+++ Data for processing +++
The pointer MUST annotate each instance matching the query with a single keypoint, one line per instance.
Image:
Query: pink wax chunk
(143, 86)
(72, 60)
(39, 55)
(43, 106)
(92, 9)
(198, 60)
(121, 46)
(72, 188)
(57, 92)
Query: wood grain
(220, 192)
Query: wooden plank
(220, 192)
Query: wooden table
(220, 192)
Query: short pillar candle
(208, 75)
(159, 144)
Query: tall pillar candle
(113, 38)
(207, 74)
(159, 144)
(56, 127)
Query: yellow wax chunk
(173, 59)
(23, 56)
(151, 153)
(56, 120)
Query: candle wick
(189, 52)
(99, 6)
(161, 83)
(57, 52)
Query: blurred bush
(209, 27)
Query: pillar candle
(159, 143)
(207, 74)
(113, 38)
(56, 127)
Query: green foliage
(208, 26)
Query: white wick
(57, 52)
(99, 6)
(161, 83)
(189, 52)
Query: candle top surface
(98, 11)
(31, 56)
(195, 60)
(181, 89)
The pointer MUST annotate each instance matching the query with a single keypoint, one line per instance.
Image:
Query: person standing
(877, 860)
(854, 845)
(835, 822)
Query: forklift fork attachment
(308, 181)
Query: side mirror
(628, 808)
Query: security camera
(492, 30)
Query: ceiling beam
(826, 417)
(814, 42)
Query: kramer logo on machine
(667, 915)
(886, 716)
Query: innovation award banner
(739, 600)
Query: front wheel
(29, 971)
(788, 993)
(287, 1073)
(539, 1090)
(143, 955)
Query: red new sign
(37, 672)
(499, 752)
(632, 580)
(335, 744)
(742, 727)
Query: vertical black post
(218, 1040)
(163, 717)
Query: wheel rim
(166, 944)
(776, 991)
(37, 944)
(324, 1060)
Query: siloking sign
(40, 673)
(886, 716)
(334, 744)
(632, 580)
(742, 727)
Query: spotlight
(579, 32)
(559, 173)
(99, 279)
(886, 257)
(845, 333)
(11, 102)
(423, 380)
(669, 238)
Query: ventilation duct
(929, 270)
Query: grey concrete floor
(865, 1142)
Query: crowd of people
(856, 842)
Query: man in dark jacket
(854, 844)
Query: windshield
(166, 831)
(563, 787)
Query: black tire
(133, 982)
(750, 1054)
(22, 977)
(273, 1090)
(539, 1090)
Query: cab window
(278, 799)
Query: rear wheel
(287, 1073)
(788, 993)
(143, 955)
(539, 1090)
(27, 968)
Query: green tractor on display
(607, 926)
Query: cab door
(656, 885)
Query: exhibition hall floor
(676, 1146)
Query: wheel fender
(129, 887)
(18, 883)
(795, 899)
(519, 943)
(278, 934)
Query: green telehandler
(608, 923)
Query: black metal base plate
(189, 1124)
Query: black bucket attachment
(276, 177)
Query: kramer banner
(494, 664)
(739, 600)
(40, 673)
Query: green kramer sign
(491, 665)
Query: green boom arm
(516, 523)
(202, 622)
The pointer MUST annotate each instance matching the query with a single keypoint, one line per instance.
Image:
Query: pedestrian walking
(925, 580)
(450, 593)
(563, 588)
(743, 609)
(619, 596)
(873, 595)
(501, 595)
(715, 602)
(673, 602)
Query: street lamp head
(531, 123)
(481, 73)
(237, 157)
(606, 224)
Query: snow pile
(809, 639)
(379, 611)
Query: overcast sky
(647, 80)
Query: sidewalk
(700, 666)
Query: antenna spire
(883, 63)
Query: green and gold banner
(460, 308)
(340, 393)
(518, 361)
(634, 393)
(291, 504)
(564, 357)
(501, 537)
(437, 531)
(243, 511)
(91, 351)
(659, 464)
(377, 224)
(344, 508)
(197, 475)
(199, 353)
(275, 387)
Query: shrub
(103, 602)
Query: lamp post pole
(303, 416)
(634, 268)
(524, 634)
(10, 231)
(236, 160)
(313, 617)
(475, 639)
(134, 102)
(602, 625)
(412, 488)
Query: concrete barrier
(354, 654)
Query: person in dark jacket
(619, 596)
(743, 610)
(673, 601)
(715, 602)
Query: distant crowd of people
+++
_Set problem_: Each record must be returned exactly as it is written.

_Correct answer_:
The pointer MUST annotate each instance matching the query with a single keypoint, one line per instance.
Image:
Query: pink wax chunk
(143, 86)
(72, 60)
(39, 55)
(43, 106)
(92, 9)
(198, 60)
(121, 46)
(72, 188)
(57, 92)
Query: wood grain
(220, 192)
Query: wooden plank
(220, 192)
Query: wooden table
(220, 192)
Query: short pillar candle
(208, 75)
(159, 144)
Query: tall pillar candle
(113, 38)
(207, 74)
(159, 144)
(56, 127)
Query: yellow wax chunk
(173, 59)
(23, 56)
(151, 153)
(56, 120)
Query: candle wick
(189, 52)
(99, 6)
(161, 83)
(57, 52)
Query: blurred bush
(209, 27)
Query: pillar candle
(159, 143)
(207, 74)
(113, 38)
(56, 127)
Query: green foliage
(208, 26)
Query: white wick
(57, 52)
(99, 6)
(161, 83)
(189, 52)
Query: candle top surface
(98, 11)
(31, 56)
(195, 60)
(181, 89)
The pointer MUST annotate each instance matching the query with a single keypoint, one line per instance.
Image:
Query: person standing
(877, 860)
(854, 845)
(835, 822)
Query: forklift fork attachment
(308, 181)
Query: side mirror
(628, 808)
Query: security camera
(492, 30)
Query: ceiling beam
(826, 417)
(814, 42)
Query: kramer logo on machine
(667, 915)
(886, 716)
Query: innovation award banner
(739, 600)
Query: front wheel
(29, 971)
(788, 993)
(287, 1073)
(539, 1090)
(143, 955)
Query: red new sign
(37, 672)
(499, 752)
(632, 580)
(335, 744)
(742, 727)
Query: vertical black post
(218, 1040)
(163, 717)
Query: wheel rim
(166, 944)
(776, 991)
(37, 944)
(324, 1060)
Query: siloking sign
(40, 673)
(886, 716)
(334, 744)
(632, 580)
(742, 727)
Query: spotlight
(579, 32)
(559, 173)
(99, 279)
(886, 257)
(845, 333)
(11, 102)
(423, 380)
(669, 238)
Query: ventilation duct
(929, 270)
Query: grey concrete floor
(865, 1142)
Query: crowd of people
(856, 842)
Query: man in dark jacket
(854, 844)
Query: windshield
(166, 831)
(563, 787)
Query: black tire
(133, 982)
(750, 1054)
(22, 977)
(273, 1090)
(539, 1090)
Query: cab window
(278, 799)
Query: rear wheel
(287, 1073)
(788, 993)
(143, 955)
(539, 1090)
(27, 968)
Query: green tractor on display
(607, 926)
Query: cab door
(656, 885)
Query: exhibition hall floor
(676, 1146)
Query: wheel fender
(129, 887)
(18, 883)
(795, 899)
(519, 943)
(278, 934)
Query: green telehandler
(608, 923)
Query: black metal base plate
(189, 1124)
Query: black bucket attachment
(276, 177)
Query: kramer banner
(494, 664)
(739, 600)
(40, 673)
Query: green kramer sign
(491, 665)
Query: green boom arm
(516, 523)
(202, 622)
The pointer MUST annotate each instance matching the query with a single keypoint, one line per instance.
Image:
Query: pedestrian walking
(925, 580)
(450, 593)
(563, 588)
(743, 609)
(619, 596)
(873, 595)
(501, 595)
(715, 602)
(673, 602)
Query: street lamp head
(531, 123)
(481, 73)
(237, 157)
(606, 224)
Query: snow pile
(809, 639)
(379, 611)
Query: overcast sky
(647, 80)
Query: sidewalk
(700, 666)
Query: antenna spire
(883, 63)
Query: green and gold banner
(460, 308)
(340, 393)
(518, 361)
(634, 393)
(291, 504)
(564, 357)
(501, 537)
(437, 531)
(243, 511)
(91, 351)
(659, 464)
(377, 224)
(344, 508)
(197, 475)
(199, 353)
(275, 387)
Query: shrub
(103, 602)
Query: lamp post pole
(303, 416)
(634, 268)
(524, 634)
(10, 231)
(236, 160)
(313, 617)
(475, 639)
(134, 102)
(602, 625)
(412, 488)
Query: concrete barrier
(354, 654)
Query: person in dark jacket
(619, 596)
(743, 610)
(673, 601)
(715, 602)
Query: distant crowd of people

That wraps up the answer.